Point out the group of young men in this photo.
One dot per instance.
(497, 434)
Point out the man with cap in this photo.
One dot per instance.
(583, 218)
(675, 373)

(Assignment) Your task is to reproduce, exactly and exclusively, the lines from the one holding "Point out the man with cap in this photo." through the final line of the listing.

(Solution to this task)
Point out the man with cap in this photo.
One dot per instance.
(583, 218)
(675, 373)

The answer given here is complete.